■ **Stated goal**
Reproduce the entire listing below line for line and word for word, but leave out the pictures.

■ **Items**

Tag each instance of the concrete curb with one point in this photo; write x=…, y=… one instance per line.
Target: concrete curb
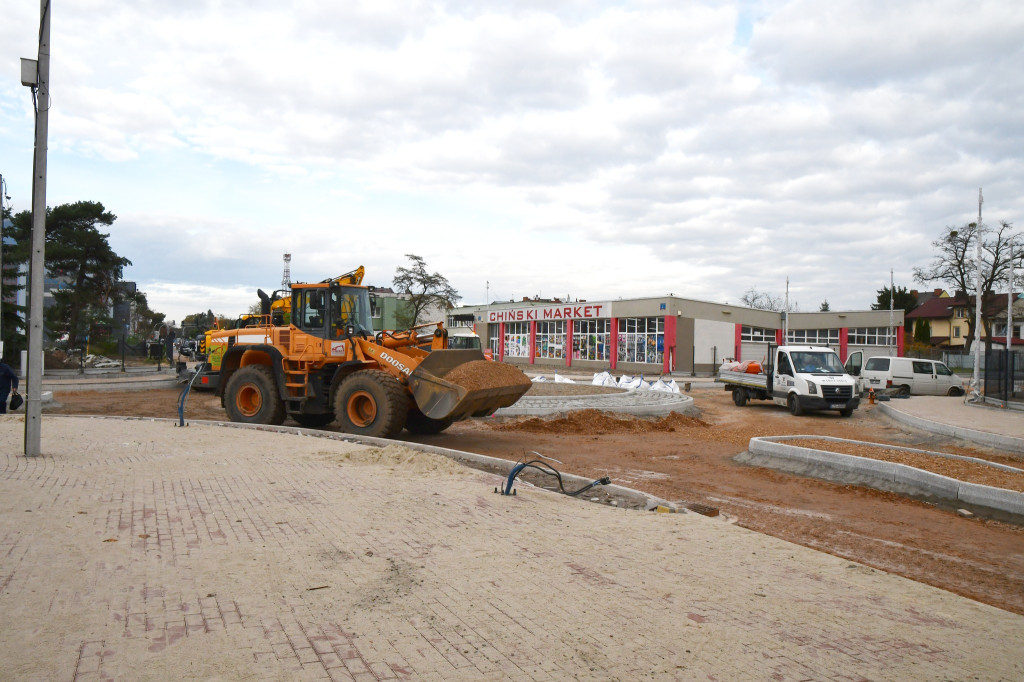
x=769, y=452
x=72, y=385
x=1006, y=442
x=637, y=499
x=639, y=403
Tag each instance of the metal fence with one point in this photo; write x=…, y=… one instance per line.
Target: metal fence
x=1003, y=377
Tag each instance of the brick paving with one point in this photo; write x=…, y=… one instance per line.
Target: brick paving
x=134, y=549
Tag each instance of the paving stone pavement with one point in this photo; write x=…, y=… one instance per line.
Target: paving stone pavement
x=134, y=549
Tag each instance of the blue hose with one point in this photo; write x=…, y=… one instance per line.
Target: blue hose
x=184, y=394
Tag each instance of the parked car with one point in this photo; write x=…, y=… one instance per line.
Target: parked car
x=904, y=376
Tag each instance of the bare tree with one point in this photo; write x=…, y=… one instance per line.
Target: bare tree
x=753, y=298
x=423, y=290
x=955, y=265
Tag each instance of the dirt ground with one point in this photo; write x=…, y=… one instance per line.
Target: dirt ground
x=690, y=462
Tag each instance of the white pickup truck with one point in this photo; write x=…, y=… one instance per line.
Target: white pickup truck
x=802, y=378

■ **Reply to the task**
Tag each instance of the concrete curb with one point in this photo; write x=…, y=… one instance per line.
Target: concrete curb
x=769, y=452
x=72, y=385
x=1006, y=442
x=637, y=499
x=639, y=403
Tag each instance of the metal fence with one point in this photo; write x=…, y=… one instance per line.
Target: metal fence
x=1003, y=377
Tag each instance of the brick paving with one point in this photo; write x=…, y=… one instance per line.
Target: brick paving
x=134, y=549
Tag each instance of the paving stone pavement with one point in this photo; write x=…, y=… one instance per line.
Target: paving stone pavement
x=134, y=549
Tag each instance of the blue hose with one point in this photo; write x=…, y=… one instance per line.
Target: blue hose
x=184, y=394
Tag each instance of the parked car with one point in this photo; write x=…, y=… one instance per line.
Target: parked car
x=904, y=376
Tag each instance of the bare tree with one point in this photo; write x=…, y=… one instance per line.
Target: bare tree
x=753, y=298
x=423, y=290
x=955, y=265
Tag each instance of the dirt ground with one point in this photo; write x=…, y=… one instance per line.
Target: dirt ground
x=690, y=462
Tag each instance of the white pickup truck with one point in this photo; write x=…, y=… one instance per line.
Target: white pickup truck
x=802, y=378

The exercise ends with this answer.